[SELECTION]:
--- --- ---

I do not believe that sound exegesis of 2 Thess 2 allows one to come to the conclusion that the man of sin is an institution rather than a single individual. Paul calls him 'the man of sin' (not the institution of sin), 'the son of perdition' (not the instiution of perdition), 'who opposes and exalts himself' (an individual), and says that 'he sits' 'showing himself' that 'he may be revealed in his own time' (again an individual is spoken of, not an institution) and that 'the lawless one will be revealed' (notice an individual will be revealed away, not an institution).

If we are going to say that the man of sin is the papacy as an institution, then at what point did the papacy become the man of sin? What about the early popes - who lived after the collapse of the Roman Empire - who were godly men?

Anyway, I have too much work to get on with, so I will pull out of the discussion and leave the rest of you men to it.


----------



## PuritanCovenanter (Sep 27, 2007)

BobVigneault said:


> The man can hold a lot more Franzi's than I can so I'll have to rely on logic and winsomeness. Getting him fractured would never work. Never try and sway a German beer drinker with alcohol, you wouldn't be able to afford it.



Bawb,
If you ever wanna try to sway me about anything you're more than welcome to try. Come on by. Got lots of German and Dutch in me.  LOL


----------



## Reformed Baptist (Sep 27, 2007)

KMK said:


> Reformed Baptist said:
> 
> 
> > If this be true, however we work out other things, the papacy is Antichrist because that is the papacy was revealed when Rome was taken out of the way.
> ...



The papacy appeared in its place. Secular Rome went down, and papal Rome rose to power.


----------



## elnwood (Sep 27, 2007)

Rather than put forth my own view of eschatology over and against the Confessions, I would rather speak to the idea of confessionalism in the first place.

The Confessions should speak where the Bible speaks and no more. Earlier there was a thread in which we agreed that to be confessional is to be able to say that if the Confession puts forth a doctrine, it is a Biblical doctrine.

Whether or not the Papacy is THE Anti-Christ goes beyond what the Scripture teaches. You cannot piece together a biblical argument from Scripture without pointing to historical and current events regarding the rise of the Roman Catholic Church. I certainly think it might be true, but you cannot construct an argument to say that this is what the Bible teaches. Most of us, as non-dispensationalists, will bemoan the "newspaper exegesis" that goes on today, but the construction of the Reformers is no better.

The Reformers may very well have been right on this point, but I would still maintain that this does not belong in the Confessions for that reason.


----------



## KMK (Sep 27, 2007)

elnwood said:


> Whether or not the Papacy is THE Anti-Christ goes beyond what the Scripture teaches. *You cannot piece together a biblical argument from Scripture without pointing to historical and current events regarding the rise of the Roman Catholic Church.* I certainly think it might be true, but you cannot construct an argument to say that this is what the Bible teaches. Most of us, as non-dispensationalists, will bemoan the "newspaper exegesis" that goes on today, but the construction of the Reformers is no better.
> 
> The Reformers may very well have been right on this point, but I would still maintain that this does not belong in the Confessions for that reason.



Good point and I would say that the preterist does the same thing.


----------



## Reformed Covenanter (Sep 27, 2007)

--- --- ---

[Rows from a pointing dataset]
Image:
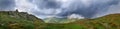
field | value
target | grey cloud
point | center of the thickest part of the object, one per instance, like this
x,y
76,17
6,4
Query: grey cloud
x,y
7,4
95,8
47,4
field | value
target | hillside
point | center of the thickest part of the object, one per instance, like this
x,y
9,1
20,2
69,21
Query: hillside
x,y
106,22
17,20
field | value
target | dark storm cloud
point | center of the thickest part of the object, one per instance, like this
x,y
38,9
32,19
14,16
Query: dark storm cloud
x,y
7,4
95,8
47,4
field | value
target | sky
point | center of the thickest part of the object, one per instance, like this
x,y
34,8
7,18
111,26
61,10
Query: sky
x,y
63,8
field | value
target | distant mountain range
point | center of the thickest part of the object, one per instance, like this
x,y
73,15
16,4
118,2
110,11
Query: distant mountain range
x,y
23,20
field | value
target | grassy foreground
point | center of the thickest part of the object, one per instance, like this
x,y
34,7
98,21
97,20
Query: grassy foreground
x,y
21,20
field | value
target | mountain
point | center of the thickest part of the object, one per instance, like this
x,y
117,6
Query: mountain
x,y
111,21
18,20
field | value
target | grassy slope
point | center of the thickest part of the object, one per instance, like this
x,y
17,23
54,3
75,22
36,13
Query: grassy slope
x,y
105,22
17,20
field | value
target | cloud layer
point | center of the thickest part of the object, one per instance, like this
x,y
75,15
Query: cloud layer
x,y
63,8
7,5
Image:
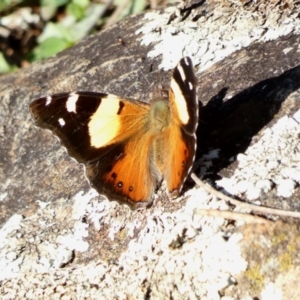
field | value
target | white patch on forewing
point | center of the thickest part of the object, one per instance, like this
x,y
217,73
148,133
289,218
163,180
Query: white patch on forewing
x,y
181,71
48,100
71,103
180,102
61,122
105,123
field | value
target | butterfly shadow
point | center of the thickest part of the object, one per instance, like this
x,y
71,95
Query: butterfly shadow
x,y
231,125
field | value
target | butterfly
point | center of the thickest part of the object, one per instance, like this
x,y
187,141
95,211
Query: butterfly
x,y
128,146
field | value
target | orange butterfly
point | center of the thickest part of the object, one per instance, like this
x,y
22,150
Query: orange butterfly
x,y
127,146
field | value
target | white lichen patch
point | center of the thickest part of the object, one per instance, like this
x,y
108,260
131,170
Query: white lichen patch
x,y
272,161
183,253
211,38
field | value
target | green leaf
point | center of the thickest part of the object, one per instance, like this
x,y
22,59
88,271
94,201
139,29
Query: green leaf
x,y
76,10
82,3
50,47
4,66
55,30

--- --- ---

[EXERCISE SET]:
a: Condense the paragraph of the forum thread that begins "Whether or not the Papacy is THE Anti-Christ" into a short bulleted list that keeps its main points.
b: Extract every line of the records that contains the string "dark". Case counts.

[SET OF ANSWERS]:
a:
- Whether the Papacy is THE Anti-Christ goes beyond what Scripture teaches.
- No biblical argument for it can be pieced together without pointing to historical and current events regarding the rise of the Roman Catholic Church.
- The writer thinks it might be true but holds that no argument can show this is what the Bible teaches.
- Most non-dispensationalists bemoan today's "newspaper exegesis," yet the Reformers' construction is no better.

b:
target | dark storm cloud
Query: dark storm cloud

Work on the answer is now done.